→ PAGE EXCERPT:
%%

One of the first articles researched was “Latinos seek environmental justice and public discourse for underserved communities in the united states” by D. A. Anque, and C. N. Doval (Anque, Doval; 2014). This article addresses the threat that much of the Latino population in the United States is under in terms of environmental hazards, such as unclean drinking water, and hazardous waste sites. The paper states that this is an especially harmful hazard in farm settings where the lack of sanitation is disastrous for Latino workers. It goes on to address that many of these companies find loopholes in laws and regulations so that their work environments go unchecked (Anque, Doval; 2014). The article adds that these detrimental hazards facing the Latino population could shape the Latino vote and future environmental policies. This article could provide information for how these environmental hazards affect the Latino population and then be applied to the Latino population here in Omaha. This article’s information for the effects of environmental hazards could then be used to either support or deny the claim that environmental racism exists within the Omaha community on a significant scale.

The next article examined titled, “Inequality at birth: Some causes and consequences” by J. Currie, addressed how the prenatal period and exposure to environmental hazards could influence how the children grow into either successful or unsuccessful adults (Currie; May 2011). Their prediction is that poor and minority communities are more at risk for environmental pollutants and that these pollutants could cause significant damage to developing fetus’ in the prenatal period. This argument would then counteract the suggestion that disparities among the minority populations is genetic. Looking at premature births and birth weights, the article shows that white college educated mothers are more likely to have less premature births and larger birth weights. Along with this, the paper shows that white college educated mothers are more likely to live in Superfund sites after cleanup whereas minority mothers are more likely to live near these sites before any cleanup is done. This is interpreted as evidence of minority mothers and their developing children as being more at risk for the possible health effects due to living near Superfund sites (Currie; May 2011). This article has the potential to add information on both adults and children who are being exposed to environmental hazards and how this could impact their opportunities later in life. Looking at the prenatal period in Omaha could benefit this study in terms of how environmental racism has a deeper and longer lasting effect on minority populations.

This article addresses the question of how racial composition, income levels, and environmental hazards interact with one another and if race and income jointly cause environmental disparities or separately affect one’s risks (Downey, Hawkins; 2008). “Race, income, and environmental inequality in the united states” by L. Downey and B. Hawkins hypothesizes that racial groups of the same income level should have varying degrees of environmental hazards near them. To find this, information on the number of toxic chemicals released was gathered and then a radius of pollution risk drawn. Along with this, 2000 U.S. census data were collected on racial demographics and income levels. The article concluded that the data showed black, white, and Hispanic households of similar income levels had differing degrees of environmental quality. It was also found that increases in income levels were associated with environmental improvement in black households more than white households (Downey, Hawkins; 2008). This article provides knowledge on what variables we should be looking at (racial composition over income levels) and how/if race and environmental disparities are correlated within the Omaha community.

%%

→ TASKS:
1. Decide whether each of the following statements agrees with the review of articles on environmental hazards and minority communities, answering yes or no and quoting the deciding words. (a) The Currie article finds that white college-educated mothers are more likely than minority mothers to live near Superfund sites before cleanup. (b) Downey and Hawkins drew on 2000 U.S. census data for racial demographics and income levels. (c) Anque and Doval describe the hazards as especially harmful in farm settings.
2. Extend the review of articles on environmental hazards and minority communities with one more paragraph, picking up after its final sentence.

(Saved entries)
%%

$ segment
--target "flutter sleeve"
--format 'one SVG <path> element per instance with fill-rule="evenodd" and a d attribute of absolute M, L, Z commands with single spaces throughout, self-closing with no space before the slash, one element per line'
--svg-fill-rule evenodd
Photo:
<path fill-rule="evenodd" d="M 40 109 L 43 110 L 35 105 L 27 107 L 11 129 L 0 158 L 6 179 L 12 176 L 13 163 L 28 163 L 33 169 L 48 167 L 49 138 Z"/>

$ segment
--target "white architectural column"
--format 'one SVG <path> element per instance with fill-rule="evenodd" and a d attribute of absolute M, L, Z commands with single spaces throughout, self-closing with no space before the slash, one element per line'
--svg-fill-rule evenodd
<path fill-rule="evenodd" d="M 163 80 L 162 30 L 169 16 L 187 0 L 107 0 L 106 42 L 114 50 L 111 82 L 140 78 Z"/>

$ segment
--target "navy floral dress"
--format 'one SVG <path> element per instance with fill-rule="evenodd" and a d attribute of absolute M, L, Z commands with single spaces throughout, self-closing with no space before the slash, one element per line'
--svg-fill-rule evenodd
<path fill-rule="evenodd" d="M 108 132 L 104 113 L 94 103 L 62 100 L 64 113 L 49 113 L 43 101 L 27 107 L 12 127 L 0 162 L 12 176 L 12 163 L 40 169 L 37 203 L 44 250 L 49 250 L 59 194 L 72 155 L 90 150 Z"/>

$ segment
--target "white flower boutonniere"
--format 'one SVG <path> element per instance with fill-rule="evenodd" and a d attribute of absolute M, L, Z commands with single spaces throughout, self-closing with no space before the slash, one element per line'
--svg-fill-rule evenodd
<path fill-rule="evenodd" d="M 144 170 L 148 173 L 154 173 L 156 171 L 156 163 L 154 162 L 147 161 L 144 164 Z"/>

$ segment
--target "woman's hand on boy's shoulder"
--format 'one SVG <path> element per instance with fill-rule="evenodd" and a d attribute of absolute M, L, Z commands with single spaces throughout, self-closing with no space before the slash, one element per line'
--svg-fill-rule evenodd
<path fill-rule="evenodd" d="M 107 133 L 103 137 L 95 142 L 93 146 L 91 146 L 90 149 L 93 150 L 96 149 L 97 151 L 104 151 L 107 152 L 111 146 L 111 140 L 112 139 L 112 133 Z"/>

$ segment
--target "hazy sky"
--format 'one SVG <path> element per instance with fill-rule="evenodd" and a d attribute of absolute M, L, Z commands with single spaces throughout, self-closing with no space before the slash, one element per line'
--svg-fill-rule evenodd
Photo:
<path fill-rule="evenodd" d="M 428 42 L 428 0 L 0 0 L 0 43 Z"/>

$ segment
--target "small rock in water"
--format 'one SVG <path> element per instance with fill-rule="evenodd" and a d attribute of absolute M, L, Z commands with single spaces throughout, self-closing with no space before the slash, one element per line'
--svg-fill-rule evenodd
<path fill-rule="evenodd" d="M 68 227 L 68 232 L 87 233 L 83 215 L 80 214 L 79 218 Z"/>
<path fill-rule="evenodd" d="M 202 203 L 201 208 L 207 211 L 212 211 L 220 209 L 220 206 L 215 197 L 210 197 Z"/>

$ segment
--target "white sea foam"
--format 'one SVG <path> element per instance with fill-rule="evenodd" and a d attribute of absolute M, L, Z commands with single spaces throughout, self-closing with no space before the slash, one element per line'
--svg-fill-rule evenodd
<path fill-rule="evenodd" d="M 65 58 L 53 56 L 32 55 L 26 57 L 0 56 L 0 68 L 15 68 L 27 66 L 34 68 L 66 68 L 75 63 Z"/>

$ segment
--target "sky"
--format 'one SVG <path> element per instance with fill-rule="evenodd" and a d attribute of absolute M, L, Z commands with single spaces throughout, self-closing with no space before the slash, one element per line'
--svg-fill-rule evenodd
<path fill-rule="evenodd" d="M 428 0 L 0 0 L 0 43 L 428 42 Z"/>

%%

→ ANSWERS FOR EACH ITEM:
1.
(a) No: "white college educated mothers are more likely to live in Superfund sites after cleanup whereas minority mothers are more likely to live near these sites before any cleanup is done."
(b) Yes: "2000 U.S. census data were collected on racial demographics and income levels."
(c) Yes: "this is an especially harmful hazard in farm settings where the lack of sanitation is disastrous for Latino workers."

2.
The last paper reviewed was titled, “Hazardous waste cleanup, neighborhood gentrification, and environmental justice: Evidence from restricted access census block data” by S. Gamper-Rabindran and C. Timmins addresses the idea that Superfund cleanups may instead benefit those who move into the area (richer households) instead of helping those originally settled there (Gamper-Rabindran, Timmins; May 2011). The authors looked at Superfunds throughout the United States and their status as either cleaned up, on the list to be cleaned, and those deleted from the list. While looking at these, they compared it to the income and minority demographics within each area before and after their verdict. The article found that the migration of richer households was common once Superfunds were cleaned up, but the minority demographics did not shift. This led to an idea that poorer minorities were being replaced by richer minorities (Gamper-Rabindran, Timmins; May 2011). This study could provide insight into how the threat of environmental hazards affects those living in the area once the threat is removed or reduced, and insight into how exactly income and minority status interact within the Omaha area and if they both contribute to one’s proximity to environmental hazards.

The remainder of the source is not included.